=== Given request ===
The records below are to be repeated in full, exactly as they are.

--- Begin Listed entries ---

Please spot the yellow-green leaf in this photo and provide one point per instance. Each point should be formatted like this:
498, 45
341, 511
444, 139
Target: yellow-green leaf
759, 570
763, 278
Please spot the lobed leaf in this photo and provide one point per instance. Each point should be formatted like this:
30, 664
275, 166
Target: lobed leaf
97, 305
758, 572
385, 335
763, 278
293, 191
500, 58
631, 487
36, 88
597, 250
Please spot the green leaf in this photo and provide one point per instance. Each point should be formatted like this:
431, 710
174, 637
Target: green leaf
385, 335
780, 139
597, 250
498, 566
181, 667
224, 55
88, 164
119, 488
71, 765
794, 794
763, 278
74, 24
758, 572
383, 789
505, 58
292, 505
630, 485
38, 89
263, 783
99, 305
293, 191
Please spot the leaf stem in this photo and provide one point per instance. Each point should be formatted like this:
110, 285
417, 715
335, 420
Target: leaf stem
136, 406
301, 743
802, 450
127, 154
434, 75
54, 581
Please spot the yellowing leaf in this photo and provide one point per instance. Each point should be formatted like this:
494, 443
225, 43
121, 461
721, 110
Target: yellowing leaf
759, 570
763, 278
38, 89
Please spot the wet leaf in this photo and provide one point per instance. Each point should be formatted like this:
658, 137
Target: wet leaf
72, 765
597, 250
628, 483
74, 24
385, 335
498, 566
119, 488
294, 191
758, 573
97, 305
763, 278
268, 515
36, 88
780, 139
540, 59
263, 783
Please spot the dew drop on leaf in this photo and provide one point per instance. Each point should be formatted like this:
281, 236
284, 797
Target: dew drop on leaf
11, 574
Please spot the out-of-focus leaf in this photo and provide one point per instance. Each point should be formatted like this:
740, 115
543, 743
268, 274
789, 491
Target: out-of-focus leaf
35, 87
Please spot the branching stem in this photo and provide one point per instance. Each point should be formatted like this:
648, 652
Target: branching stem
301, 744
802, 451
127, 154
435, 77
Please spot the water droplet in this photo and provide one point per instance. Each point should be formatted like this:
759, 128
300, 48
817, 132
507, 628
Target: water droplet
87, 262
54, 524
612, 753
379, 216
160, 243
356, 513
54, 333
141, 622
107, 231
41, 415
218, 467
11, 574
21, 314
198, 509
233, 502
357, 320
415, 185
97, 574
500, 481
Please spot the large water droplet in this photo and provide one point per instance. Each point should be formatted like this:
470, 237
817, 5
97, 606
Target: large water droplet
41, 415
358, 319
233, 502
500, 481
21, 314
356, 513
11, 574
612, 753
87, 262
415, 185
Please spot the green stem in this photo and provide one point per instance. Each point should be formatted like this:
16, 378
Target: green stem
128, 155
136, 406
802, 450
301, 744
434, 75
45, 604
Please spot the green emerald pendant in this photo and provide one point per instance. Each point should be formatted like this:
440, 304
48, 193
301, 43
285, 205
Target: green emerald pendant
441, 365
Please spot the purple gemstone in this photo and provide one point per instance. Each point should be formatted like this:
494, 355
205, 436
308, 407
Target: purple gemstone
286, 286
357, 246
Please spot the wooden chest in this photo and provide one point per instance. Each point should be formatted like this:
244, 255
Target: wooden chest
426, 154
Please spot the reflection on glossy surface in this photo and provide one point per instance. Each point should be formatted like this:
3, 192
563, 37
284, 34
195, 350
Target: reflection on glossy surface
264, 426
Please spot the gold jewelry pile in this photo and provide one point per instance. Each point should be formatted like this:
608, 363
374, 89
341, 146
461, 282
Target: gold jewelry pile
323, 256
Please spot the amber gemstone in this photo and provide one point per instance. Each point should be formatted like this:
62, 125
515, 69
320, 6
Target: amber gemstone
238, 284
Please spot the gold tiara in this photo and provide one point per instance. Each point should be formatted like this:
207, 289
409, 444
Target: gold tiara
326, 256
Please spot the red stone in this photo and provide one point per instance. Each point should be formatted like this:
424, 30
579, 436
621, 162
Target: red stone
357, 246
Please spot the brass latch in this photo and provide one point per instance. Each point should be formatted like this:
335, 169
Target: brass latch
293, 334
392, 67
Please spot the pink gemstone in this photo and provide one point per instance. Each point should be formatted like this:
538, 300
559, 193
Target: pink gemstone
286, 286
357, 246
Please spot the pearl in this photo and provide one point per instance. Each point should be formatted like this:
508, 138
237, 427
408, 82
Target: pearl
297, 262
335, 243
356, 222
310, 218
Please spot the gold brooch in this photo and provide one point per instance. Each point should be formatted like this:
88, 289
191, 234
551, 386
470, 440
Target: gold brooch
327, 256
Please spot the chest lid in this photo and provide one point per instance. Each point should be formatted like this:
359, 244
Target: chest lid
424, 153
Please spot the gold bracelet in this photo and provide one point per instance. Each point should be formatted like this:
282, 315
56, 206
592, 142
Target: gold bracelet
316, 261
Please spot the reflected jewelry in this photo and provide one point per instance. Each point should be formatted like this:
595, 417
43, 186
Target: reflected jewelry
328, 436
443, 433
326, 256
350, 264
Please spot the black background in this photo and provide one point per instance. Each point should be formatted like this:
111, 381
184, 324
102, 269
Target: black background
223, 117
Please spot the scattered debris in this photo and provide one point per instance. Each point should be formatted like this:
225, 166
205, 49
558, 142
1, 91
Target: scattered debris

--- End Listed entries ---

=== Answer below ===
Please spot the yellow-green leaf in this photo and provide one point per instance. Each point should be formatted like this:
498, 45
341, 511
444, 139
Target: yellow-green leaf
759, 570
763, 278
Please spot the lobed leaf in this photo and provide one point per instance. Each point should be formatted like this:
30, 664
275, 166
Target: lobed leaf
97, 305
758, 572
385, 335
763, 278
293, 191
500, 58
631, 487
36, 88
597, 250
Please spot the green leaf in this photo and provide one point per instance. Each point should be formatted like this:
431, 710
174, 637
Target: green leaf
385, 335
780, 139
597, 250
498, 566
181, 667
224, 55
88, 164
119, 488
71, 765
794, 794
763, 278
74, 24
758, 572
383, 789
505, 58
292, 505
630, 485
38, 89
263, 783
99, 305
293, 191
Please spot the leaf stem in this photo and provide one point per instance. Each point should be formatted like this:
110, 285
417, 715
335, 420
Target: leaf stem
136, 406
301, 743
802, 450
127, 154
434, 75
54, 581
Please spot the yellowing leaf in this photo and provide one point per instance. Each point should be formatted like this:
494, 443
225, 43
121, 461
721, 110
Target: yellowing leaf
759, 570
763, 278
38, 89
Please spot the wet leaf in this photo and provide one point per instance. Each point should be formatted like this:
658, 137
Target: wet leaf
72, 765
597, 250
628, 483
74, 24
385, 335
498, 566
119, 488
294, 191
758, 573
97, 305
763, 278
268, 515
36, 88
780, 139
540, 59
263, 783
Please spot the dew drop on leaf in this photo and provide one point per instance. Each point should be formatted like this:
281, 236
284, 797
Target: dew drop on leaf
11, 574
Please spot the out-of-focus leaf in this photo and provide one point per instance. Each point should be formatted like this:
740, 115
543, 743
268, 274
789, 491
Target: out-of-focus leaf
35, 87
Please spot the branching stem in this photo and provide one point per instance. Each point should be formatted like this:
648, 652
Target: branching stem
301, 744
802, 451
127, 154
435, 77
Please spot the water droplet in this photo and provide one point per instance. Each point should be formatted like this:
759, 128
300, 48
817, 132
507, 628
Target: water droplet
87, 262
54, 524
612, 753
379, 216
160, 243
356, 513
54, 333
141, 622
107, 231
41, 415
218, 467
11, 574
21, 314
198, 509
233, 502
357, 320
415, 185
97, 574
500, 481
Please spot the large water droplet in this photo and provide one point per instance. Each point should be formatted like this:
470, 237
817, 5
97, 606
Target: large water droplet
41, 415
358, 319
233, 502
500, 481
21, 314
356, 513
11, 574
612, 753
87, 262
415, 185
Please spot the green stem in this photo and provide one point per instance. Each point should be formatted like this:
16, 378
Target: green stem
128, 155
136, 406
802, 450
301, 744
434, 75
45, 604
Please spot the green emerald pendant in this photo and provide one point per instance. Each point should be formatted like this:
440, 304
48, 193
301, 43
285, 205
Target: green emerald pendant
441, 365
Please spot the purple gemstone in this photo and provide one point per instance. Each point should be formatted like this:
494, 355
205, 436
308, 407
Target: purple gemstone
286, 286
357, 246
Please spot the wooden chest in this photo and provide one point per instance. Each point should be formatted like this:
244, 255
Target: wooden chest
426, 154
Please spot the reflection on glossy surface in this photo and provide one point per instance. Each point should be formatted like this:
3, 192
563, 37
284, 34
195, 350
Target: reflection on glossy surface
264, 426
Please spot the gold jewelry pile in this photo and provide one point per instance. Each point should be formatted like this:
608, 363
374, 89
341, 146
461, 282
Target: gold jewelry pile
323, 256
Please spot the amber gemstone in this photo and provide one point per instance. Each point should be formatted like this:
62, 125
515, 69
320, 6
Target: amber gemstone
238, 284
Please spot the gold tiara in this photo and provide one point per instance. Each point should be formatted like this:
207, 289
409, 444
Target: gold tiara
326, 256
Please spot the red stone in this photo and provide one point per instance. Each point should be formatted like this:
424, 30
579, 436
621, 162
Target: red stone
357, 246
Please spot the brass latch in this photo and provide one point per instance. Each point should be formatted like this:
335, 169
Target: brass latch
293, 334
392, 67
Please spot the pink gemstone in this photo and provide one point per instance. Each point should be formatted like this:
538, 300
559, 193
Target: pink gemstone
286, 286
357, 246
Please spot the pearl in this photo and provide one point per instance. Each point should be formatted like this:
508, 138
237, 427
408, 82
Target: pearl
297, 262
335, 243
356, 222
310, 218
Please spot the gold brooch in this photo and provide one point per instance. Each point should be formatted like this:
88, 289
191, 234
551, 386
470, 440
Target: gold brooch
327, 256
Please spot the chest lid in this photo and provide one point per instance. Each point should be formatted like this:
359, 244
Target: chest lid
424, 153
Please spot the gold bracelet in this photo and provide one point per instance. Each point should be formatted like this:
282, 315
56, 206
592, 142
Target: gold bracelet
316, 261
Please spot the reflected jewelry in this photo and provide one point per instance. Each point should be formatted like this:
595, 417
43, 186
Target: reflected jewelry
328, 436
443, 433
326, 256
350, 264
Please spot the black background in this photo and provide one point per instance. Each point should be formatted like this:
111, 381
184, 324
102, 269
Target: black background
223, 117
Please spot the scattered debris in this photo and provide one point per instance. Each point should be formatted like this:
225, 166
205, 49
558, 142
1, 91
Target: scattered debris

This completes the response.